== Instruction 1 ==
In the entry on the Raid television series, where was the series produced?
== Instruction 2 ==
List every actor named in the starring credits of the entry on the Raid television series.
== Instruction 3 ==
Translate this sentence from the entry on the Raid television series into Spanish: "It is a Russian adaptation of the French series Braquo."

--- Start of Document passage ---

- Налёт
- Genre: crime drama
- Created by: Olivier Marchal
- Written by: Olivier Marchal Karen Oganesyan
- Directed by: Karen Oganesyan
- Starring: Vladimir Mashkov Aleksandr Pal Denis Shvedov Andrey Smolyakov Lukerya Ilyashenko Andrey Tashkov
- Composer: Aleksey Chintsov
- Country of origin: Russia
- Original language: Russian
- No. of seasons: 2
- No. of episodes: 16

Production
- Producers: Polina Ivanova Arkady Danilov Karen Oganesyan
- Production location: Kaliningrad
- Cinematography: Vasily Grigolyunas
- Editor: Ilya Evdokimov
- Running time: 52 minutes
- Production company: Cargo Film

Original release
- Network: C1R
- Release: 10 April 2017 – 13 May 2021

= Raid (TV series) =

Raid (Налёт) is a Russian crime drama television series created by Olivier Marchal. It was produced by Cargo Film with the participation of Channel One Russia. It is a Russian adaptation of the French series Braquo. The series was first broadcast in Russia from April 2017.

--- End of Document passage ---
--- Start of Data provided ---

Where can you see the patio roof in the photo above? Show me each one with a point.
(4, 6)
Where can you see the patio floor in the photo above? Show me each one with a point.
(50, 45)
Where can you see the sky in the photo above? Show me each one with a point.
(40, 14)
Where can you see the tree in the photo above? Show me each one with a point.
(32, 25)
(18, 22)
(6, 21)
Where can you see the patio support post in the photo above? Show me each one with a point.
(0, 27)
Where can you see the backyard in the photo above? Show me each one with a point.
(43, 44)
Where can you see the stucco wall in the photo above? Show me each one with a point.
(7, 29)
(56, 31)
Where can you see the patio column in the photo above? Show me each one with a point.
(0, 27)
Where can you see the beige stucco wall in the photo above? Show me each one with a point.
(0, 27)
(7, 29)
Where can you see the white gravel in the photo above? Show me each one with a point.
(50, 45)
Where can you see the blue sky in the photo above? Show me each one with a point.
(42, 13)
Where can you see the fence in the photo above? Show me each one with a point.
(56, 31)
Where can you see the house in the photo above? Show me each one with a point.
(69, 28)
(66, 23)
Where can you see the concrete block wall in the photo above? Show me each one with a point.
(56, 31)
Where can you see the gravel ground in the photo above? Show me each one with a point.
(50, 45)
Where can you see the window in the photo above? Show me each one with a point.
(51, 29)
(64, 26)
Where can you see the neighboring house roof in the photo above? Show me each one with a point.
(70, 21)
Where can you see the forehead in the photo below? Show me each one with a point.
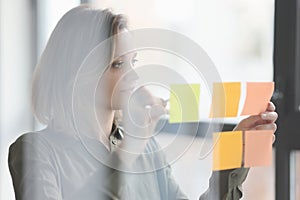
(124, 44)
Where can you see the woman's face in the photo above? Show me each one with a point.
(119, 79)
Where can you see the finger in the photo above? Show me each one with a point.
(271, 126)
(269, 116)
(271, 107)
(249, 121)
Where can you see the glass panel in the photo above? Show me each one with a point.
(295, 175)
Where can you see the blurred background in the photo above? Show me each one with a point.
(238, 36)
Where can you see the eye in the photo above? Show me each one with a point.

--- End of Data provided ---

== Exercise result 1 ==
Kaliningrad

== Exercise result 2 ==
Vladimir Mashkov, Aleksandr Pal, Denis Shvedov, Andrey Smolyakov, Lukerya Ilyashenko, Andrey Tashkov

== Exercise result 3 ==
Es una adaptación rusa de la serie francesa Braquo.